Please reproduce the DeCE evaluation framework summary below word for word, from its heading to its last sentence.
(Study text)
🤖 AI Summary
Evaluating long-form responses in high-stakes domains (e.g., law, medicine) lacks methods that jointly ensure semantic correctness and interpretability. To address this, we propose DeCE, a decoupled LLM evaluation framework that— for the first time—introduces precision/recall principles into automated LLM assessment, decomposing answer quality into two orthogonal dimensions: factual accuracy (precision) and coverage completeness (recall). DeCE leverages LLMs to automatically extract instantiated criteria from gold answers, enabling fine-grained, classification-free decomposition scoring without predefined taxonomies. The framework is model- and domain-agnostic. Evaluated on real-world legal question answering, DeCE achieves a correlation of 0.78 with expert judgments—significantly outperforming BLEU, ROUGE, and state-of-the-art LLM-based evaluators. Moreover, it uncovers a systematic precision–coverage trade-off between general-purpose and domain-specialized models.
(End Study text)
(Records provided)
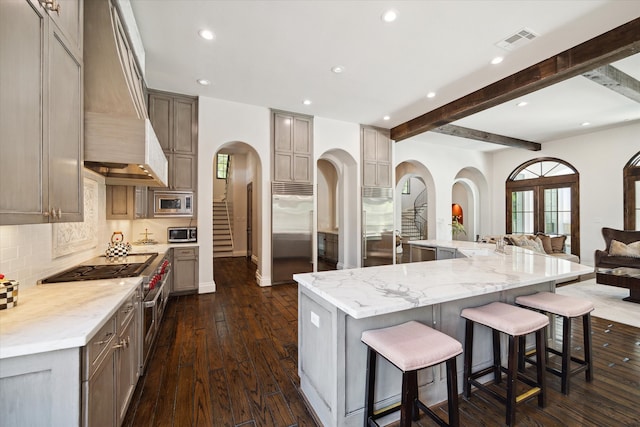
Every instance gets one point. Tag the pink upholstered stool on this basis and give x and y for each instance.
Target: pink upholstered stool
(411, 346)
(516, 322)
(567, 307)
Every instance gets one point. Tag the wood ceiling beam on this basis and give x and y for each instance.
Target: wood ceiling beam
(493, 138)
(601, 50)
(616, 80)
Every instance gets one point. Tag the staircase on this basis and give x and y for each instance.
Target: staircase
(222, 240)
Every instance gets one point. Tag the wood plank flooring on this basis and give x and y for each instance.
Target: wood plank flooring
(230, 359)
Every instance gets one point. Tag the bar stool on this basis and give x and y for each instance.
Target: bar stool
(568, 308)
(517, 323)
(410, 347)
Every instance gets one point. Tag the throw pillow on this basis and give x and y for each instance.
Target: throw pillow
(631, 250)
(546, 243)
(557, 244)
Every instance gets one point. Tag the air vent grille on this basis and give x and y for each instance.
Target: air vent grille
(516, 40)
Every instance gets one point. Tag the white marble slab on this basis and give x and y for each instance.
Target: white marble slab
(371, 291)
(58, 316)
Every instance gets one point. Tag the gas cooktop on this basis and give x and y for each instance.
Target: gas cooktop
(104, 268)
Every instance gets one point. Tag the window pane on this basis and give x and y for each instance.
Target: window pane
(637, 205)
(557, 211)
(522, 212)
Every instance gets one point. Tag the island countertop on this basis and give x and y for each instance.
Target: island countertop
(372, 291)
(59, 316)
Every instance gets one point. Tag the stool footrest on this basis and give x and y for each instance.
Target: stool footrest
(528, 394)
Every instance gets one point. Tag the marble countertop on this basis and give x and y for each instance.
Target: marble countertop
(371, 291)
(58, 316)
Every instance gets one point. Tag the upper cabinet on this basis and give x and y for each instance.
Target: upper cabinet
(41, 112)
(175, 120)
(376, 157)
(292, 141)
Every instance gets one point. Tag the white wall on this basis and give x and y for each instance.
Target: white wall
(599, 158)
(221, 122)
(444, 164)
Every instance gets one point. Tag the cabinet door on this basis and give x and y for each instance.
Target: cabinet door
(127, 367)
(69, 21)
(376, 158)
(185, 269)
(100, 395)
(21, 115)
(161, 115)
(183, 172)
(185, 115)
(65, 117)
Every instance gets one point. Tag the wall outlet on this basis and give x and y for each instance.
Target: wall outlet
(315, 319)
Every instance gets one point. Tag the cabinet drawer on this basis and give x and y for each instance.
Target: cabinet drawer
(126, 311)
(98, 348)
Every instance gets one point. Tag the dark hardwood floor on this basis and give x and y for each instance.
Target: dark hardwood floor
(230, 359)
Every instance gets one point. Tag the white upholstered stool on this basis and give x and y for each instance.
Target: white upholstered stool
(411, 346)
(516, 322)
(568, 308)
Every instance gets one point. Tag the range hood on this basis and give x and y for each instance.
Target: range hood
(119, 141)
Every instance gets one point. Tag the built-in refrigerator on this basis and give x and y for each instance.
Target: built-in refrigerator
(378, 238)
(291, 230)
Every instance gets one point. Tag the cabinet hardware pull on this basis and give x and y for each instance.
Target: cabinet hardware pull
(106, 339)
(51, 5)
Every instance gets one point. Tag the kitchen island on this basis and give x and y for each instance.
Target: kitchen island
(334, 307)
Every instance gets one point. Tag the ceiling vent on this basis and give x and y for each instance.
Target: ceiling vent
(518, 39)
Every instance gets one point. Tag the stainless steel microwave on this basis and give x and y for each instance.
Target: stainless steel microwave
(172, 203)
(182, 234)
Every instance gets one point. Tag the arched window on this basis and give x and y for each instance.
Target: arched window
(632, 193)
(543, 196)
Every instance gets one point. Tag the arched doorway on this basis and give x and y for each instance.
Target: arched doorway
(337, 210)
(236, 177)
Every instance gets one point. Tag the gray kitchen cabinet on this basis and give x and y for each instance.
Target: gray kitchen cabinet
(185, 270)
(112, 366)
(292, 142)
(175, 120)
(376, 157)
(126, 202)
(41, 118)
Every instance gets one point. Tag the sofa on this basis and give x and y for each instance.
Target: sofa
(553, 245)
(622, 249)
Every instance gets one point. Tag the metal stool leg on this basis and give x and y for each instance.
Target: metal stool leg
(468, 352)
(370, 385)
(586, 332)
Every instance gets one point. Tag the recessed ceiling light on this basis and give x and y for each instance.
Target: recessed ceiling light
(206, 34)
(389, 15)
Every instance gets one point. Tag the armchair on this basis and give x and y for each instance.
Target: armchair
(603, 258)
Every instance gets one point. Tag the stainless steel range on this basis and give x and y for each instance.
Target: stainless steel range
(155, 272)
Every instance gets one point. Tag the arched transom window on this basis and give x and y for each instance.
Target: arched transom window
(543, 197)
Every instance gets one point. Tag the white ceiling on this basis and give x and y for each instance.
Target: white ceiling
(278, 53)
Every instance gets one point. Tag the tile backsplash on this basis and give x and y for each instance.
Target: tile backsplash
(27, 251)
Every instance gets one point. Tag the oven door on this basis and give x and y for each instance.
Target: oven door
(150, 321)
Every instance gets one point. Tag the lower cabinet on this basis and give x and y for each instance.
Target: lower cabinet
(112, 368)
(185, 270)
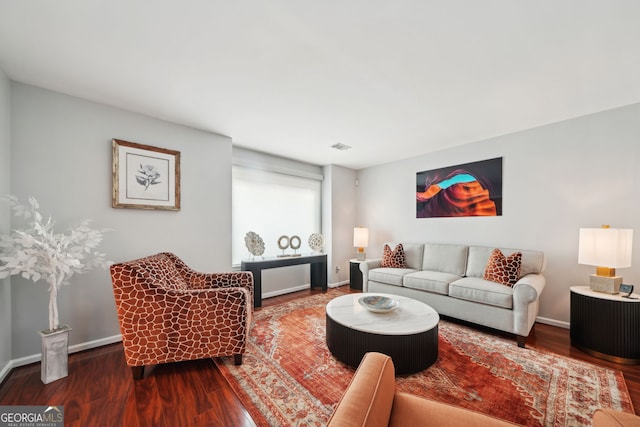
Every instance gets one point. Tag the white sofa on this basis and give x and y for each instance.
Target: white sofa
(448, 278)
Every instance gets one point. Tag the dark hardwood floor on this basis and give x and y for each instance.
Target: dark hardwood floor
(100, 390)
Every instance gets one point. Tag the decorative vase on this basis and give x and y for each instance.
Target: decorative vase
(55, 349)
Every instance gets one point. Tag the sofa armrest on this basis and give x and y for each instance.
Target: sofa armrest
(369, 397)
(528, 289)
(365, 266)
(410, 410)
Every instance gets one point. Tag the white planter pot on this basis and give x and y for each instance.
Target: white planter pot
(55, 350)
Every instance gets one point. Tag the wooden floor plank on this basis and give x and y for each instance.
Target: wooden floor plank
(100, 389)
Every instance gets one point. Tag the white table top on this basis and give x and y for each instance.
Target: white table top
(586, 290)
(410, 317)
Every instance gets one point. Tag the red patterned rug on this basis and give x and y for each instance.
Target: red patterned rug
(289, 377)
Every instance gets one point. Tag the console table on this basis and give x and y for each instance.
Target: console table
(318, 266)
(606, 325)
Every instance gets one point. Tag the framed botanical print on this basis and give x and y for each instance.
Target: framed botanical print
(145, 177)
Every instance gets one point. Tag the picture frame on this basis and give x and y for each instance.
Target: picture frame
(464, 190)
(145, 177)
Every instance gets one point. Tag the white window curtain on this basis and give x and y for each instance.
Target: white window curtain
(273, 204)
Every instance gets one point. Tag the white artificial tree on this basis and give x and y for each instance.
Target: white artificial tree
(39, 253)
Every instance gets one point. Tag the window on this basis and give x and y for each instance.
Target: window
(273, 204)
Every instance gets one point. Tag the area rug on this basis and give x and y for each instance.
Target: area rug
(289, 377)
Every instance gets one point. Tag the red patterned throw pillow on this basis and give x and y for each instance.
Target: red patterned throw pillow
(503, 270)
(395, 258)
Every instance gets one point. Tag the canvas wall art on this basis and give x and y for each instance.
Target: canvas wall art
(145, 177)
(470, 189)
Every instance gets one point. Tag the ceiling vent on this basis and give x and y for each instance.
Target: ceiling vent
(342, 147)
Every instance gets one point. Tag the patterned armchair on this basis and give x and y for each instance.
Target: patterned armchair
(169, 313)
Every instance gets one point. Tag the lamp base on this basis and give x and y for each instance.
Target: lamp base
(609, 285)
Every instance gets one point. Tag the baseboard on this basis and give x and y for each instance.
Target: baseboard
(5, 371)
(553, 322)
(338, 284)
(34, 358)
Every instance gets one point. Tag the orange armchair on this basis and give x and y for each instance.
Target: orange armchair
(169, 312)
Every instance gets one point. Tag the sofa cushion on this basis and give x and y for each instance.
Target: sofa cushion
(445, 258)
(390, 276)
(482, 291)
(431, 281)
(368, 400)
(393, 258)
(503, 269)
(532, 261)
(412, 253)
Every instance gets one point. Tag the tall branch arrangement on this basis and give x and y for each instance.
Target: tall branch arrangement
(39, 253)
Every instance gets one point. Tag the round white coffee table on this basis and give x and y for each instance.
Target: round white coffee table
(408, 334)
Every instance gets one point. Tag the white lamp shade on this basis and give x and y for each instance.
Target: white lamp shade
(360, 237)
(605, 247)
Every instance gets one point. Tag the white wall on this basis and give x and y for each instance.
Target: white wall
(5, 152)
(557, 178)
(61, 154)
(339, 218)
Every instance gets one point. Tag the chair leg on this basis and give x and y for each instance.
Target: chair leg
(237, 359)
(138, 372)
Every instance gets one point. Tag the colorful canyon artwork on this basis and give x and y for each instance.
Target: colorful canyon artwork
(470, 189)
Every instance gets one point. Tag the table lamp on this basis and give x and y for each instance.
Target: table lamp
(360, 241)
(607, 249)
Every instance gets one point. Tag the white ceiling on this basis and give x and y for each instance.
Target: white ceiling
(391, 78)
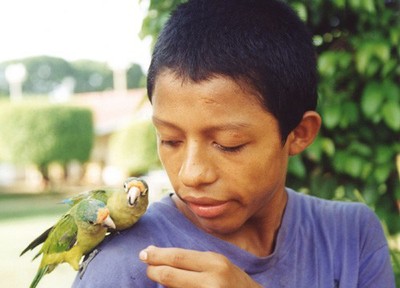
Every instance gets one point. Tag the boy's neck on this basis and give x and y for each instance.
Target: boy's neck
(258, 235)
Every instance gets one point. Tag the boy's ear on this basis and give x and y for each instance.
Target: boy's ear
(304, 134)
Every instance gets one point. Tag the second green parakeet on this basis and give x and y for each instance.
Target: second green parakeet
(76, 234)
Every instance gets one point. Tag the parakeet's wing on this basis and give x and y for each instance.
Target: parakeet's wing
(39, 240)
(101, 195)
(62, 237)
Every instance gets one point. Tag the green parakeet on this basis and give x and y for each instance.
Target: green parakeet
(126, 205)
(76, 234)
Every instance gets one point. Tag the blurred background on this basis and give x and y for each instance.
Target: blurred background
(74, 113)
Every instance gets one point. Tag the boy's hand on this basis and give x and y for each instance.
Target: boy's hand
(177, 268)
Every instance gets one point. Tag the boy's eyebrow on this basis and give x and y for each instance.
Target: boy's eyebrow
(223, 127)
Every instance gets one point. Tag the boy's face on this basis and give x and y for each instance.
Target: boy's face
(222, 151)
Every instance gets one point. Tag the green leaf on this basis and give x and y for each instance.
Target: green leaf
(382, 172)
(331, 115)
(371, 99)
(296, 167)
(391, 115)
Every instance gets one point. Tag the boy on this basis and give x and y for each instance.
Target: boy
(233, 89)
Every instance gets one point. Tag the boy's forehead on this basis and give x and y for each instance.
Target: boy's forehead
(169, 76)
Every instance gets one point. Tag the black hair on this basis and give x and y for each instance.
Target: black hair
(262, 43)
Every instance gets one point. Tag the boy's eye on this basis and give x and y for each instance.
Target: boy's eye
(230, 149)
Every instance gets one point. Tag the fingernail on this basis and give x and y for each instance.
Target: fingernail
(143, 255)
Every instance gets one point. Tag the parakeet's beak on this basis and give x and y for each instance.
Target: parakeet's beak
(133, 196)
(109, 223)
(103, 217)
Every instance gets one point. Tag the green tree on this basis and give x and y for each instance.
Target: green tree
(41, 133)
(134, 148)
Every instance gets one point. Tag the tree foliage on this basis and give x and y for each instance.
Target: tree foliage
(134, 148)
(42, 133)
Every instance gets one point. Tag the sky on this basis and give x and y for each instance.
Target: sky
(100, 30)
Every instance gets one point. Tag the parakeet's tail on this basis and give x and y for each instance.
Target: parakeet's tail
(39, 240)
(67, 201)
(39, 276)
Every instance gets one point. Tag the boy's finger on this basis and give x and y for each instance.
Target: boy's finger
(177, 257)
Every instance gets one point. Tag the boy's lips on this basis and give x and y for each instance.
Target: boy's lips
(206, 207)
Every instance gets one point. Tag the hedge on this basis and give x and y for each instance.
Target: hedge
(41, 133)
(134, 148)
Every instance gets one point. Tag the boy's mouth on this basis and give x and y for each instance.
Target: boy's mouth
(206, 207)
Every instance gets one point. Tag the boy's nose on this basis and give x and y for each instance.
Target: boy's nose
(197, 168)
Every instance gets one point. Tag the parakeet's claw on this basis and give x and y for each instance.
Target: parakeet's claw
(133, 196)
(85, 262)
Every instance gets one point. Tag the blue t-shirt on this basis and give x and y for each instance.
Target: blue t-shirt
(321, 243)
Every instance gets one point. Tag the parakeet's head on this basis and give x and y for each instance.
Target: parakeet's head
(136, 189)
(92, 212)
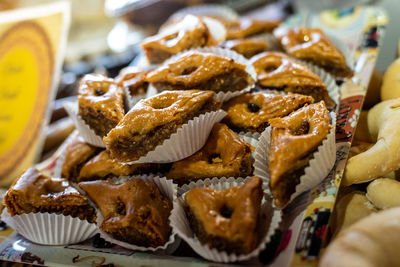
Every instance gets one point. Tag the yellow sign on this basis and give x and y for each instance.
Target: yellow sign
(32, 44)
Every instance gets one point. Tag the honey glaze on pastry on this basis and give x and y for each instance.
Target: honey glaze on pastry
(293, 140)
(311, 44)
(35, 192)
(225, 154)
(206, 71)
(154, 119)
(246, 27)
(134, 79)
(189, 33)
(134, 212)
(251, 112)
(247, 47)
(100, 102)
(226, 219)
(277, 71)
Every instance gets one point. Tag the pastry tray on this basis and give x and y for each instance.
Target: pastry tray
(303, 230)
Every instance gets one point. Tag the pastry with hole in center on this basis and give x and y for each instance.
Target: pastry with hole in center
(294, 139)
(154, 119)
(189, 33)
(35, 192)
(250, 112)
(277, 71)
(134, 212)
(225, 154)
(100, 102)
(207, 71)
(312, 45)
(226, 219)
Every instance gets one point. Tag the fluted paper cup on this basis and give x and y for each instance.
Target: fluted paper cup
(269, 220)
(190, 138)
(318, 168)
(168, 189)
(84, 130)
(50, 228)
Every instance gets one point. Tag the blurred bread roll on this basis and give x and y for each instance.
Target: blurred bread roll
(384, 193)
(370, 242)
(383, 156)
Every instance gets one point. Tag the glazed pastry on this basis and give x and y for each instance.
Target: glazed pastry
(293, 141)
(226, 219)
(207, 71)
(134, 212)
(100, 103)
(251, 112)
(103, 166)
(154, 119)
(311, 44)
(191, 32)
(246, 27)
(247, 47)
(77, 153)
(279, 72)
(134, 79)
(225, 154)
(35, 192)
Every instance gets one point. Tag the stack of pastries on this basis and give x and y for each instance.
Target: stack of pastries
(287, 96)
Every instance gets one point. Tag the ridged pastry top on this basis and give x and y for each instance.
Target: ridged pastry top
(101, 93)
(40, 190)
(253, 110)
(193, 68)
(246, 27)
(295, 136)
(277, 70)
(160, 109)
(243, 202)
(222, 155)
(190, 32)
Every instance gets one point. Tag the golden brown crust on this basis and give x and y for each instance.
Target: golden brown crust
(End Records provided)
**Result for this exercise**
🤖 AI Summary
Evaluating long-form responses in high-stakes domains (e.g., law, medicine) lacks methods that jointly ensure semantic correctness and interpretability. To address this, we propose DeCE, a decoupled LLM evaluation framework that— for the first time—introduces precision/recall principles into automated LLM assessment, decomposing answer quality into two orthogonal dimensions: factual accuracy (precision) and coverage completeness (recall). DeCE leverages LLMs to automatically extract instantiated criteria from gold answers, enabling fine-grained, classification-free decomposition scoring without predefined taxonomies. The framework is model- and domain-agnostic. Evaluated on real-world legal question answering, DeCE achieves a correlation of 0.78 with expert judgments—significantly outperforming BLEU, ROUGE, and state-of-the-art LLM-based evaluators. Moreover, it uncovers a systematic precision–coverage trade-off between general-purpose and domain-specialized models.